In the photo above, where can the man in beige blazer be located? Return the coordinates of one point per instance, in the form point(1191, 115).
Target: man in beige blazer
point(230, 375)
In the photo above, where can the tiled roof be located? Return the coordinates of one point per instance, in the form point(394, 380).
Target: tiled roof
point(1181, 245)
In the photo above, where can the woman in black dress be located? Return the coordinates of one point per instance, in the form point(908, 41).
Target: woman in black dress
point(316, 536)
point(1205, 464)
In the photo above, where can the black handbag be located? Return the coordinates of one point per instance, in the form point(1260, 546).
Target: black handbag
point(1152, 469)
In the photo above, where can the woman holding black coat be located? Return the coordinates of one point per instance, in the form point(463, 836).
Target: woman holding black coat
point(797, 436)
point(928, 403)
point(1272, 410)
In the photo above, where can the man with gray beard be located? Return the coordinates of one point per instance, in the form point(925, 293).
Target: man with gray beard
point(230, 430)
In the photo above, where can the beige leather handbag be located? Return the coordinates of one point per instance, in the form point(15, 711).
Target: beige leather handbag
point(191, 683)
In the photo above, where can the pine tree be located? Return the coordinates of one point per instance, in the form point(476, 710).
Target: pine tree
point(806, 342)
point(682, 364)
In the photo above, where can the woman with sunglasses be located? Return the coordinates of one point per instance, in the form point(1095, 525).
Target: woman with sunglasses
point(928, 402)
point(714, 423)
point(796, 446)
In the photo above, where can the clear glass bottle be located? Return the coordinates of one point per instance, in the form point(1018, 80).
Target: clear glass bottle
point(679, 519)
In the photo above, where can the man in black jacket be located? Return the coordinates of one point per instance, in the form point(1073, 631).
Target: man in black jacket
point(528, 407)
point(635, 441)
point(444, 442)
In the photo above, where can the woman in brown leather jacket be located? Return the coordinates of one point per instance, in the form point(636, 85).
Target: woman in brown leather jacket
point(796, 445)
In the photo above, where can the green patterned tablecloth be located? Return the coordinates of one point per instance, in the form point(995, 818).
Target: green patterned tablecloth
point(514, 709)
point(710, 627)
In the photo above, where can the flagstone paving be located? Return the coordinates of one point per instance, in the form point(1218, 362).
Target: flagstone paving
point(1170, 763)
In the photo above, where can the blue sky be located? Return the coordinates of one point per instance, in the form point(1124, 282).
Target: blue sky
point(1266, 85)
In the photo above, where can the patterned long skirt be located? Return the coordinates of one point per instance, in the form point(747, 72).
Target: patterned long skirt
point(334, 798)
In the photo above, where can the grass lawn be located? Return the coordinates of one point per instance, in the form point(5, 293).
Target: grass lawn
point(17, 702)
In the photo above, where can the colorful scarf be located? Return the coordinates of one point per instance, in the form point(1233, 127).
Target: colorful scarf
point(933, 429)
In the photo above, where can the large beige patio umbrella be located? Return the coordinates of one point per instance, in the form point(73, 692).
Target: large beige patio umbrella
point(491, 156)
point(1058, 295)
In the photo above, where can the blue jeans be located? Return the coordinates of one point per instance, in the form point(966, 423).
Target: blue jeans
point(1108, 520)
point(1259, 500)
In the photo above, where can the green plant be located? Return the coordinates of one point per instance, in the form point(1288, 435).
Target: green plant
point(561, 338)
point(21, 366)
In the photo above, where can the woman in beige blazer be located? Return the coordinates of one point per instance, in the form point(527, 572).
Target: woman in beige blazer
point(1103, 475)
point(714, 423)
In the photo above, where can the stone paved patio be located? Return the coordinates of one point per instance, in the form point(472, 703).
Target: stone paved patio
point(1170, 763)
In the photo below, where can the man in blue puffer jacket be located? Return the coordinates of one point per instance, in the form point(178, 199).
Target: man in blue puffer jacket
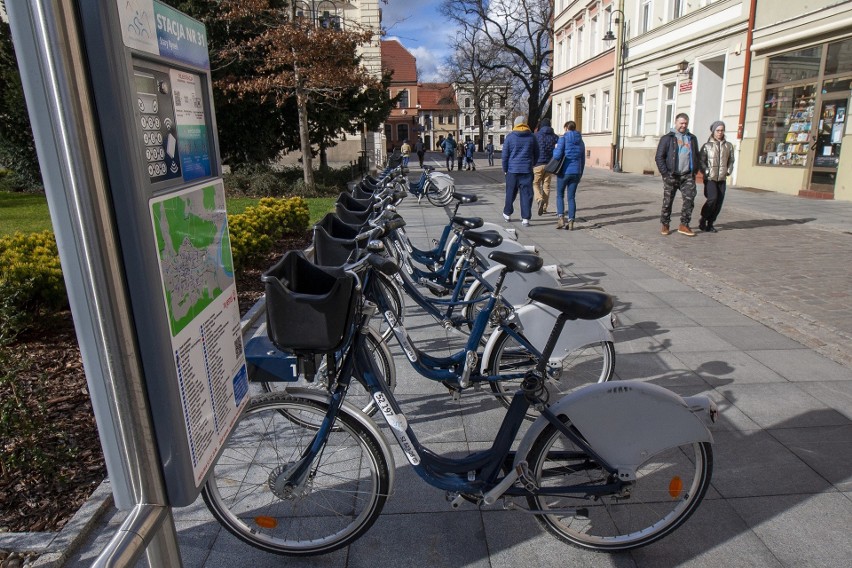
point(520, 153)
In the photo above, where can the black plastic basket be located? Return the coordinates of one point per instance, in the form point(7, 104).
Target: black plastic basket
point(309, 308)
point(334, 241)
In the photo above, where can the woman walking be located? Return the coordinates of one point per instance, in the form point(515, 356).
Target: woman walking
point(570, 146)
point(717, 163)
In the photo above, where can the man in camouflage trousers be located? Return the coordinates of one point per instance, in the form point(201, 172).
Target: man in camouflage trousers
point(677, 160)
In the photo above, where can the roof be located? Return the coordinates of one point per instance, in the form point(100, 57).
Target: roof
point(436, 96)
point(399, 61)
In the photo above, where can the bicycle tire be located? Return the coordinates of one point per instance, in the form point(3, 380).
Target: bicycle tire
point(346, 491)
point(593, 363)
point(357, 394)
point(668, 488)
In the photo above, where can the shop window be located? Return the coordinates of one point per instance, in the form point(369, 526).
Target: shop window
point(794, 66)
point(785, 130)
point(839, 58)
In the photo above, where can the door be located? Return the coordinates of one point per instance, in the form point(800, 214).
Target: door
point(830, 127)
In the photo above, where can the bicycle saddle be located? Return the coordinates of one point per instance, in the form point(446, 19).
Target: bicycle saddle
point(488, 239)
point(576, 304)
point(468, 222)
point(524, 262)
point(465, 197)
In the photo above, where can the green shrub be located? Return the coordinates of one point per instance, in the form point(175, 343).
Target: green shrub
point(254, 231)
point(31, 284)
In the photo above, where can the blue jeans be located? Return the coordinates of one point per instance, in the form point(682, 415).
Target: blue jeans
point(519, 183)
point(569, 182)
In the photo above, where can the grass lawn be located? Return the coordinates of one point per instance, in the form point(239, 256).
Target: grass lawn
point(27, 212)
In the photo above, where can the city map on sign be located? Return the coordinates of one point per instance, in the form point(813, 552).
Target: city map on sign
point(194, 251)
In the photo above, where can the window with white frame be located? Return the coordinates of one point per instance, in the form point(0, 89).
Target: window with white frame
point(638, 112)
point(593, 113)
point(593, 37)
point(580, 54)
point(668, 96)
point(646, 13)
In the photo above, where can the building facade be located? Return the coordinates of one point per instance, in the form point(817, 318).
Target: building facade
point(780, 80)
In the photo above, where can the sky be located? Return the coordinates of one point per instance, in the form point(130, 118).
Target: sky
point(421, 29)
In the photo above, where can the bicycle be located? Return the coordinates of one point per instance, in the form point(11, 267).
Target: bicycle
point(305, 473)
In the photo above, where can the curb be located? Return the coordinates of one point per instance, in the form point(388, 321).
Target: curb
point(54, 548)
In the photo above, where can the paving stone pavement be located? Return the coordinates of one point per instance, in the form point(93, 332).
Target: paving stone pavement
point(755, 316)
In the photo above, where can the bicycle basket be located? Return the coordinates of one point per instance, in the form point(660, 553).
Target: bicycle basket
point(309, 308)
point(440, 189)
point(333, 241)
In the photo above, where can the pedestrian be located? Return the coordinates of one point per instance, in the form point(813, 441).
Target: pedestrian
point(449, 148)
point(570, 146)
point(469, 148)
point(519, 154)
point(678, 161)
point(546, 140)
point(717, 163)
point(420, 150)
point(405, 150)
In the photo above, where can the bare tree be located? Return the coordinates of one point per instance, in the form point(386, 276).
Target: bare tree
point(468, 69)
point(520, 42)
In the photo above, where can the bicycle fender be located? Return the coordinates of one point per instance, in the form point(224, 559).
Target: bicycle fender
point(366, 421)
point(537, 321)
point(627, 422)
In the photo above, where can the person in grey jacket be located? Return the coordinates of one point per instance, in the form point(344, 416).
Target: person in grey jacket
point(520, 153)
point(677, 160)
point(717, 163)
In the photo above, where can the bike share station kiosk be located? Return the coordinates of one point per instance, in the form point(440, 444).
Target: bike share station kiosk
point(120, 98)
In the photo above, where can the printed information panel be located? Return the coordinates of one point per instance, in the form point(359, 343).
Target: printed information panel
point(197, 273)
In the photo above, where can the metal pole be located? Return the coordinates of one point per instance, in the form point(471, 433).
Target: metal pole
point(54, 76)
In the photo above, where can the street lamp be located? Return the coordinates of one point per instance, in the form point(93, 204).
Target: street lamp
point(620, 53)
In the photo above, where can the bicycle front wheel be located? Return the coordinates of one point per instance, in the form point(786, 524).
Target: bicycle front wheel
point(593, 363)
point(668, 488)
point(341, 498)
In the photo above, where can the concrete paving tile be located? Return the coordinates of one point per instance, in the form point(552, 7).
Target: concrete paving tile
point(713, 536)
point(834, 394)
point(802, 530)
point(454, 538)
point(721, 368)
point(781, 405)
point(828, 450)
point(230, 552)
point(802, 365)
point(516, 539)
point(665, 286)
point(713, 316)
point(754, 463)
point(754, 337)
point(684, 339)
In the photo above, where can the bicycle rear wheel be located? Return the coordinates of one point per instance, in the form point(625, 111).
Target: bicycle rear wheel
point(357, 393)
point(593, 363)
point(342, 497)
point(668, 488)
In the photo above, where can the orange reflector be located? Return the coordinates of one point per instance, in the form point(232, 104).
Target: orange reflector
point(675, 487)
point(266, 522)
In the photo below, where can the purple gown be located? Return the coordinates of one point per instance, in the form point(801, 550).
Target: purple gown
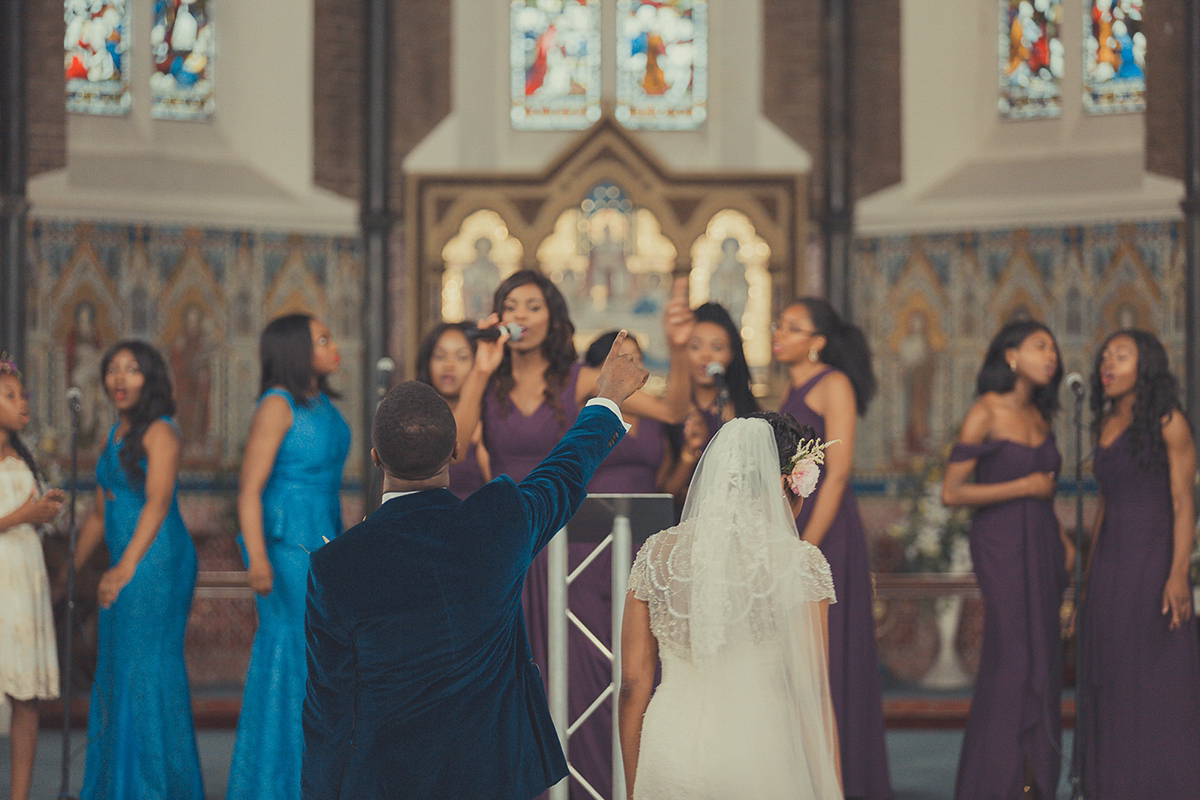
point(1019, 561)
point(1140, 698)
point(516, 444)
point(853, 659)
point(466, 476)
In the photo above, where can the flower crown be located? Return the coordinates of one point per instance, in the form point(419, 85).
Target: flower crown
point(7, 366)
point(804, 467)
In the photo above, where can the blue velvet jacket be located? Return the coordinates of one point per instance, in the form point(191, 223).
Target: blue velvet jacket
point(420, 680)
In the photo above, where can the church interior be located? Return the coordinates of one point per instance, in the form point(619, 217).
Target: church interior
point(935, 168)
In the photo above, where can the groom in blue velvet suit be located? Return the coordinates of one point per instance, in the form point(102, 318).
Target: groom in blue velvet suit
point(420, 679)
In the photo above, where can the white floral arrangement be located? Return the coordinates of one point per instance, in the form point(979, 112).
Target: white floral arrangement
point(804, 468)
point(933, 537)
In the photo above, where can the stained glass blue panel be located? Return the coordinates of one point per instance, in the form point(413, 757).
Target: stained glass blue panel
point(661, 64)
point(555, 59)
point(183, 47)
point(95, 56)
point(1114, 56)
point(1031, 58)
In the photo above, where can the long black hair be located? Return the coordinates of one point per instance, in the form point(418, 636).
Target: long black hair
point(155, 401)
point(9, 368)
point(845, 348)
point(558, 347)
point(1156, 396)
point(286, 353)
point(737, 374)
point(425, 353)
point(995, 374)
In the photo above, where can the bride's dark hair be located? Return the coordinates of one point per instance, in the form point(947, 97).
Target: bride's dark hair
point(789, 434)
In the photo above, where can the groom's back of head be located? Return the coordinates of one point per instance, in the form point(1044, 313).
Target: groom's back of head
point(414, 431)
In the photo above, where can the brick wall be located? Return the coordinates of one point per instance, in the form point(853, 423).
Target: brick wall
point(793, 85)
point(1164, 86)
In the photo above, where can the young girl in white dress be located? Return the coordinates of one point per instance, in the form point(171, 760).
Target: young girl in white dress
point(29, 663)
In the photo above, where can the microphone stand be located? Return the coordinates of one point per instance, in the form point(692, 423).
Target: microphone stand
point(65, 788)
point(1077, 751)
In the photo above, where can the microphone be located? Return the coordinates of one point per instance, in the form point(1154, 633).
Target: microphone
point(384, 367)
point(492, 334)
point(75, 400)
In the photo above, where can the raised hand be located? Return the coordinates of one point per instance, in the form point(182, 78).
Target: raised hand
point(619, 377)
point(678, 319)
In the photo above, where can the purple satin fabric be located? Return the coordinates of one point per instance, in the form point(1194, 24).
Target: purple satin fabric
point(1140, 687)
point(853, 657)
point(1019, 561)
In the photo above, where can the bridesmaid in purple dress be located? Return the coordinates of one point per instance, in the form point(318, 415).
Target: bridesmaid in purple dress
point(443, 361)
point(715, 341)
point(1012, 746)
point(1140, 689)
point(829, 366)
point(526, 407)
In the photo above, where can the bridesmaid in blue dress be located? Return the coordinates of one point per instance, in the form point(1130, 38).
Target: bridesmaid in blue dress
point(443, 361)
point(141, 738)
point(529, 402)
point(288, 505)
point(1140, 684)
point(1012, 745)
point(831, 384)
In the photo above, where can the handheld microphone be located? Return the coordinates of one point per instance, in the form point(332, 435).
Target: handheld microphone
point(492, 334)
point(75, 400)
point(384, 367)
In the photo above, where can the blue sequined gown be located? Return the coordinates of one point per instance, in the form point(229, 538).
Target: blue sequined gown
point(300, 506)
point(141, 738)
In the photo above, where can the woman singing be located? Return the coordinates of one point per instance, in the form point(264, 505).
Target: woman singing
point(1140, 685)
point(1012, 746)
point(832, 383)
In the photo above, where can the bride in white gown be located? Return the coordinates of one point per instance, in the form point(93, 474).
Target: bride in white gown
point(736, 606)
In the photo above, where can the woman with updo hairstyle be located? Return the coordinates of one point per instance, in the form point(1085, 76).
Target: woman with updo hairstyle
point(443, 361)
point(831, 384)
point(715, 343)
point(1020, 554)
point(141, 738)
point(1140, 683)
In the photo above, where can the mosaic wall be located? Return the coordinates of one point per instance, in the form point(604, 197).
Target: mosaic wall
point(930, 304)
point(202, 298)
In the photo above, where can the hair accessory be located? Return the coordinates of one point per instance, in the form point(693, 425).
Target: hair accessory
point(7, 366)
point(804, 467)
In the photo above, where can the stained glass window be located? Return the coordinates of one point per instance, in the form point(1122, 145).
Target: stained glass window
point(95, 56)
point(555, 59)
point(661, 62)
point(1031, 58)
point(1114, 56)
point(183, 47)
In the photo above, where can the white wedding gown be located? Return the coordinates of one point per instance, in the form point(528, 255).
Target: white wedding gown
point(753, 722)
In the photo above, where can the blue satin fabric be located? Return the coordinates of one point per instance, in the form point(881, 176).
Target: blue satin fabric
point(300, 510)
point(421, 683)
point(141, 738)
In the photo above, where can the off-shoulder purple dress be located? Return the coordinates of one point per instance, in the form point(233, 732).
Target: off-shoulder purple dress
point(1140, 697)
point(1019, 561)
point(516, 444)
point(853, 657)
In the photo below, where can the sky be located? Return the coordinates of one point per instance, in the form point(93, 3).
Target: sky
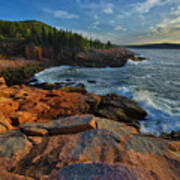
point(120, 21)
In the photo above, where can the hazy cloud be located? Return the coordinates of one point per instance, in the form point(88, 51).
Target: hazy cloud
point(61, 14)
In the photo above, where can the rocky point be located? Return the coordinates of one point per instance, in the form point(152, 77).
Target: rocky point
point(53, 134)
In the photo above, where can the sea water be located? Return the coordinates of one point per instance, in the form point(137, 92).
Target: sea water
point(154, 84)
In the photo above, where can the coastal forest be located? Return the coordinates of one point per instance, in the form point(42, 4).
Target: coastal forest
point(17, 35)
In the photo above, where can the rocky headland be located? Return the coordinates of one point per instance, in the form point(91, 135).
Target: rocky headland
point(68, 133)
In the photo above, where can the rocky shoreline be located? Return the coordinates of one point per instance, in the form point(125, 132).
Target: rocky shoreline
point(62, 133)
point(56, 134)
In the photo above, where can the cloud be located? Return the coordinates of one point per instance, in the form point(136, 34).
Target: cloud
point(147, 5)
point(169, 25)
point(94, 25)
point(119, 28)
point(61, 14)
point(108, 10)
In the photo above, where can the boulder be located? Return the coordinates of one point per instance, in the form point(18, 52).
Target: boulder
point(93, 171)
point(69, 125)
point(2, 82)
point(119, 108)
point(22, 104)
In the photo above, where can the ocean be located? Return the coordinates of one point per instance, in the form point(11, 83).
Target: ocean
point(154, 84)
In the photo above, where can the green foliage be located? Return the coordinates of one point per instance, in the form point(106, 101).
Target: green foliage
point(21, 75)
point(45, 36)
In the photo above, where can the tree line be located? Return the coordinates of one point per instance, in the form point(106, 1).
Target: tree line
point(44, 35)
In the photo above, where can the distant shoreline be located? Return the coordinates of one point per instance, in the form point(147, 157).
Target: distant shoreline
point(155, 46)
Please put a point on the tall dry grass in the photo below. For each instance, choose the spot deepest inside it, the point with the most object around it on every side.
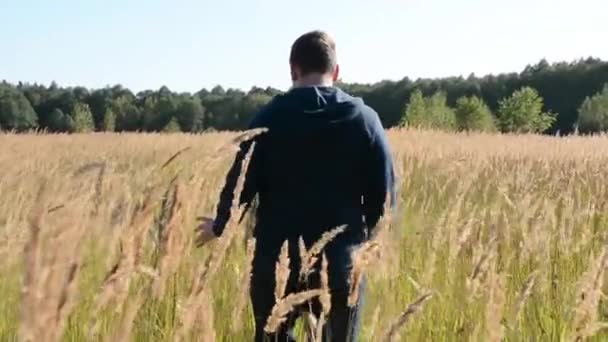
(494, 238)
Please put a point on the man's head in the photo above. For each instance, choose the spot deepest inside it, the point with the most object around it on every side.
(313, 59)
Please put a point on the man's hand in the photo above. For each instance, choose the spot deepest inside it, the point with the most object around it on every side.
(204, 232)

═══

What to work on. Given the records above, restate word for word only the lines starting at the one with "Target: woman in black dress" and ending at the one with "In the photo above, where can the woman holding".

Solution.
Target: woman in black dress
point(316, 536)
point(1205, 464)
In the photo above, where can the black handbag be located? Return the coordinates of one point per instance, in the form point(1260, 546).
Target: black handbag
point(1152, 469)
In the photo above, where can the woman holding black coat be located? Return the coordinates of one point per instance, in the form point(463, 836).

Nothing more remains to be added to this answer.